Generative AI: A Solution and the Balancing Factor in Agriculture
Generative AI and related technologies have the potential to transform agriculture into a more precise, efficient, and environment-friendly sector. Tools like sensors, automation, and robotics offer remarkable possibilities for automation in agriculture. Technologies like the Internet of Things (IoT) and blockchain enable precision in farming practices, optimising resources like water, fertilisers, and pesticides. This not only reduces waste and minimises costs but also leads to a healthier environment while boosting farmers’ incomes. Addressing the students on enhancing Indian agriculture, Dr Pratik Desai, CEO of Kissan.AI, USA, highlighted that AI-driven insights support effective management of temperature, water, leaf health, air quality, and vegetation, all of which are essential for adaptation to changing climates.

[DATA FOR REVIEW]
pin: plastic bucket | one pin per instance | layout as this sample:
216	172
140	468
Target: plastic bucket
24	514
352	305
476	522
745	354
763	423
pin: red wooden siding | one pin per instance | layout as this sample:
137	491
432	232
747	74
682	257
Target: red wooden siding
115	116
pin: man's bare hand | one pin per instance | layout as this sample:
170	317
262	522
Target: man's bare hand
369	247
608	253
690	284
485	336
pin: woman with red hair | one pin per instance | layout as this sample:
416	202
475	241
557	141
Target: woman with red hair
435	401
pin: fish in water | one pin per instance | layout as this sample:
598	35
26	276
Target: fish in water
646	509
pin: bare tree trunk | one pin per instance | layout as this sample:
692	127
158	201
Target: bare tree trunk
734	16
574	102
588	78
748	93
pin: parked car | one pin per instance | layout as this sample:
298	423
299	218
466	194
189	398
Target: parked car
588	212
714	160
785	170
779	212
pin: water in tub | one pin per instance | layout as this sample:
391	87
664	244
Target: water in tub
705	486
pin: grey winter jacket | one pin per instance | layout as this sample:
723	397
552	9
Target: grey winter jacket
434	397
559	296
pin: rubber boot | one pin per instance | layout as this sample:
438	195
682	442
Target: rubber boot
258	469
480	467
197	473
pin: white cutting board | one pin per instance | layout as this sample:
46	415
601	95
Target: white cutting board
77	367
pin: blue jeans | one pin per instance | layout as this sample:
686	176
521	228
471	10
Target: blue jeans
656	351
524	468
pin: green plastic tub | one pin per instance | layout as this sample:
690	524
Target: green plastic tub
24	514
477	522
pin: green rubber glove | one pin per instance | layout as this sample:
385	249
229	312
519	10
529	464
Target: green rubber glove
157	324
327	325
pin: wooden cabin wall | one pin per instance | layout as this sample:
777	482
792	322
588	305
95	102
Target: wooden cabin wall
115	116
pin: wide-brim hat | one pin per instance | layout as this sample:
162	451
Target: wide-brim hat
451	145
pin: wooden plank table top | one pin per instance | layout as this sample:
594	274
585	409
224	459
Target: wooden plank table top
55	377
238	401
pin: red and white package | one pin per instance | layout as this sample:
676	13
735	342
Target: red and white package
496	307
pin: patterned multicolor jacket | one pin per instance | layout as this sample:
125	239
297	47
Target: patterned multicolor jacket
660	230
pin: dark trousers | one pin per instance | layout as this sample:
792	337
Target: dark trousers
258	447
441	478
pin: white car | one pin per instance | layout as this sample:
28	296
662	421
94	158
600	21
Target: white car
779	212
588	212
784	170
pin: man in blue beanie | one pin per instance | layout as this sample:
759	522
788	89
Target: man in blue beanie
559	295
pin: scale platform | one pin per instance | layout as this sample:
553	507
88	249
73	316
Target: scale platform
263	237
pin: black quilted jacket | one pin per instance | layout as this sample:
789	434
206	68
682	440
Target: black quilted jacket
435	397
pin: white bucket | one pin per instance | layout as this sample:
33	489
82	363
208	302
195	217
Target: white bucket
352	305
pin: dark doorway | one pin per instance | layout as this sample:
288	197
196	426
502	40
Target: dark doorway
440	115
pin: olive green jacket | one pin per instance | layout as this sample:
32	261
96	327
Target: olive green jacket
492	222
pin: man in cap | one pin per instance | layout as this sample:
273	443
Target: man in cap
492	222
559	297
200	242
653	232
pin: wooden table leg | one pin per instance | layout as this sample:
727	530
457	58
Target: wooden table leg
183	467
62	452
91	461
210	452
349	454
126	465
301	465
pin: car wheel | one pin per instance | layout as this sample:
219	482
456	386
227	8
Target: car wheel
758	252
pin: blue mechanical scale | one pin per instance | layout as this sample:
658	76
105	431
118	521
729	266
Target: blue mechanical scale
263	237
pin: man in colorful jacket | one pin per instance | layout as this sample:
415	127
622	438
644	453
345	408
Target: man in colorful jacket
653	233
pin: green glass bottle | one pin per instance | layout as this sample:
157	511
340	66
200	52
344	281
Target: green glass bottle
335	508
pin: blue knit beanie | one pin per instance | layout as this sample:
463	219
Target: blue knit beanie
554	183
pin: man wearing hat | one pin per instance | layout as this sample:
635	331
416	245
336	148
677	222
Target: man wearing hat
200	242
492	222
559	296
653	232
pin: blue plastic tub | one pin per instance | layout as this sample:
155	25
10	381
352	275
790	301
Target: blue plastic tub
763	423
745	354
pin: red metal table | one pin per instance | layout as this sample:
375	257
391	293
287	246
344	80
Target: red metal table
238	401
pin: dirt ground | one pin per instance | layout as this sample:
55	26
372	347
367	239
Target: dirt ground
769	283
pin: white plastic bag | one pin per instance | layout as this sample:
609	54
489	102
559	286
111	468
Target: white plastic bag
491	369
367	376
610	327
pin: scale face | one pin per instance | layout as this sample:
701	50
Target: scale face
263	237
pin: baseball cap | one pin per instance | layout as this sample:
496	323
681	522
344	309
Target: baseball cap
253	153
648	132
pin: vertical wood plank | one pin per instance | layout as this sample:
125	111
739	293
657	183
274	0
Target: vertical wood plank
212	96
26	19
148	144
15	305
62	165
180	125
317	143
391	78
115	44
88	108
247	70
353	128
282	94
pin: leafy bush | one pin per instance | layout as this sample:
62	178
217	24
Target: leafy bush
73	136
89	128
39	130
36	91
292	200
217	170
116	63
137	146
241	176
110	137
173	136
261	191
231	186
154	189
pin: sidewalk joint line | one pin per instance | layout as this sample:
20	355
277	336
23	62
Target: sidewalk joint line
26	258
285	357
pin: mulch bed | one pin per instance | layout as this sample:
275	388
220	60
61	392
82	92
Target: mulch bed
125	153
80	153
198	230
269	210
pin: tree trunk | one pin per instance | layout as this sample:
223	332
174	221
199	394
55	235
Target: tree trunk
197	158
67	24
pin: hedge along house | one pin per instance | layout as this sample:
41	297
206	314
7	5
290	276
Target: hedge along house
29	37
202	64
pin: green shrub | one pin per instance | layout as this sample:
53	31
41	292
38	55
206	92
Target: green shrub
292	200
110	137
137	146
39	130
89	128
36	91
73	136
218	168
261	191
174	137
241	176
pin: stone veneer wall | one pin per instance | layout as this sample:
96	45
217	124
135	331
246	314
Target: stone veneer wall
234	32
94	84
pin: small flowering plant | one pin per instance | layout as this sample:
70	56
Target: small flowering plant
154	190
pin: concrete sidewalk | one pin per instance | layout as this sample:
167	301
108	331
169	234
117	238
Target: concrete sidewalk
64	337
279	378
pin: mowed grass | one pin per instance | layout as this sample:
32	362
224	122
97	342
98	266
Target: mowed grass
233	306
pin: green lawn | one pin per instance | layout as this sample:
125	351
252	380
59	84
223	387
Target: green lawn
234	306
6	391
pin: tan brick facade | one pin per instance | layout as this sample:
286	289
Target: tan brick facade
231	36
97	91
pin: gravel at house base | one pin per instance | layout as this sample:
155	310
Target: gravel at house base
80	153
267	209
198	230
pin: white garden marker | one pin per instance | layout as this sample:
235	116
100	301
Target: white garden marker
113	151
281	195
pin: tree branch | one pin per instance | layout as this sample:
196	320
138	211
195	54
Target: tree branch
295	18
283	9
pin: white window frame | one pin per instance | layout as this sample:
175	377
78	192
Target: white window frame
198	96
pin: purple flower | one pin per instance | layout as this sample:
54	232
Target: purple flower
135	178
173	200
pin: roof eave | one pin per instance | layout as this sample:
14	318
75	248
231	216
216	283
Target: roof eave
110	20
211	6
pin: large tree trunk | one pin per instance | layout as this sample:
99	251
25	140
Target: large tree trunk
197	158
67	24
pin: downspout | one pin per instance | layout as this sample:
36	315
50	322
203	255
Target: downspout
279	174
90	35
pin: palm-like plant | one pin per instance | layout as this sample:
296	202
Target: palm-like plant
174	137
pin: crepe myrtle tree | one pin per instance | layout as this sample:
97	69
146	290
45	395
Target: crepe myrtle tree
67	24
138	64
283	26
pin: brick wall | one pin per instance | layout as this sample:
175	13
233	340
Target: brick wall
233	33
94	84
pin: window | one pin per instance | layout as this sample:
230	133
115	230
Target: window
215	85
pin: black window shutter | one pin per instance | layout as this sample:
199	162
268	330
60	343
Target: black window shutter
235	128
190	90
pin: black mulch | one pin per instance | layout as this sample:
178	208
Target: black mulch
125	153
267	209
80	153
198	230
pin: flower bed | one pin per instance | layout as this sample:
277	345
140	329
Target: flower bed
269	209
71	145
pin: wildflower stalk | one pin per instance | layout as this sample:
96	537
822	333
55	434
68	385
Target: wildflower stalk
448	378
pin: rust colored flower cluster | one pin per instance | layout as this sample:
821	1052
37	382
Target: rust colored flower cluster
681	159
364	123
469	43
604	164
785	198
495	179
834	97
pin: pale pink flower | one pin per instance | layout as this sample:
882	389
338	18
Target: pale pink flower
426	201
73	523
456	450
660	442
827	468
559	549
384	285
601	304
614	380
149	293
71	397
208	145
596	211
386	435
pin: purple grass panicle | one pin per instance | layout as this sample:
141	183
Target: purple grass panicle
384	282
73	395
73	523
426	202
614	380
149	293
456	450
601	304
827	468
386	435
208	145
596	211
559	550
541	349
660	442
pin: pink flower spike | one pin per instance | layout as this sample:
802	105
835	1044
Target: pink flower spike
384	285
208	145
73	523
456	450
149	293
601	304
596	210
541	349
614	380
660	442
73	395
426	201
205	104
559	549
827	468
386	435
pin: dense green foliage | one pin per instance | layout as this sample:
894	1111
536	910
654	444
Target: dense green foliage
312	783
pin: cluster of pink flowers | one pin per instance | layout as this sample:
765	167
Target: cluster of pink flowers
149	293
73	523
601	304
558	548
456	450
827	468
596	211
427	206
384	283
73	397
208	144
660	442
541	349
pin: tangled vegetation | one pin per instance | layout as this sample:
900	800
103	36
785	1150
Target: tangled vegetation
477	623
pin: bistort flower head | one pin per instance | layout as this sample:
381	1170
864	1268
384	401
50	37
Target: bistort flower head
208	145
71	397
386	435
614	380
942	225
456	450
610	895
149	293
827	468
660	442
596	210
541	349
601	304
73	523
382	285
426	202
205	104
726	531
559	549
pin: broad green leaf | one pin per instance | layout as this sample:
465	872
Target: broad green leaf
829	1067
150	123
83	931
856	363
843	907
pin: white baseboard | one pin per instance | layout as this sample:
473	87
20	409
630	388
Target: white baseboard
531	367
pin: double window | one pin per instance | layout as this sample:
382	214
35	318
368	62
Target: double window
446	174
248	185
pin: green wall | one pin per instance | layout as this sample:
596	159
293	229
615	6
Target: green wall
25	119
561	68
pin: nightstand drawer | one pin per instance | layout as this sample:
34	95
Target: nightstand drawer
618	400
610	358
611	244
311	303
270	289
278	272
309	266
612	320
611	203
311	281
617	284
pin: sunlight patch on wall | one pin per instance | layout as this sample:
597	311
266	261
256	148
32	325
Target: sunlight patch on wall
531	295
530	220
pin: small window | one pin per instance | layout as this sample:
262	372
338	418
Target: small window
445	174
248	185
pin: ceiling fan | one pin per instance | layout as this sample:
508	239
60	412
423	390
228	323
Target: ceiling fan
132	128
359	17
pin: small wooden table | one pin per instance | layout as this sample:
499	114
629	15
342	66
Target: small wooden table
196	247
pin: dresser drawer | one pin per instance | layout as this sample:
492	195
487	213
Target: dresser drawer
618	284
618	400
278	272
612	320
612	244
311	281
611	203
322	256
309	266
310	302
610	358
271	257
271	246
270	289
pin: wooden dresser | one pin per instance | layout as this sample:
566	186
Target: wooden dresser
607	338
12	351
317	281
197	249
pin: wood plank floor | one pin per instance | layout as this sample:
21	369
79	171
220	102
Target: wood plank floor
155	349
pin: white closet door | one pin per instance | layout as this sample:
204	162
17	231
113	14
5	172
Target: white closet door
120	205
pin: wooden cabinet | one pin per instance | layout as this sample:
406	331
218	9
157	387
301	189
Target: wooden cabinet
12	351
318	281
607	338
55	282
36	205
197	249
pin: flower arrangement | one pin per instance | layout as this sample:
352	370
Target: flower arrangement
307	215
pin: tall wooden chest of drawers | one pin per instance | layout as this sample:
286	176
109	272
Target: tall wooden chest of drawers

[TASK SET]
1 – In the agriculture passage, who is identified as the CEO of Kissan.AI, USA?
2 – Echo everything in the agriculture passage from "Generative AI: A" down to "to changing climates.".

[RESPONSES TO THE EXERCISE]
1 – Dr Pratik Desai

2 –
Generative AI: A Solution and the Balancing Factor in Agriculture
Generative AI and related technologies have the potential to transform agriculture into a more precise, efficient, and environment-friendly sector. Tools like sensors, automation, and robotics offer remarkable possibilities for automation in agriculture. Technologies like the Internet of Things (IoT) and blockchain enable precision in farming practices, optimising resources like water, fertilisers, and pesticides. This not only reduces waste and minimises costs but also leads to a healthier environment while boosting farmers’ incomes. Addressing the students on enhancing Indian agriculture, Dr Pratik Desai, CEO of Kissan.AI, USA, highlighted that AI-driven insights support effective management of temperature, water, leaf health, air quality, and vegetation, all of which are essential for adaptation to changing climates.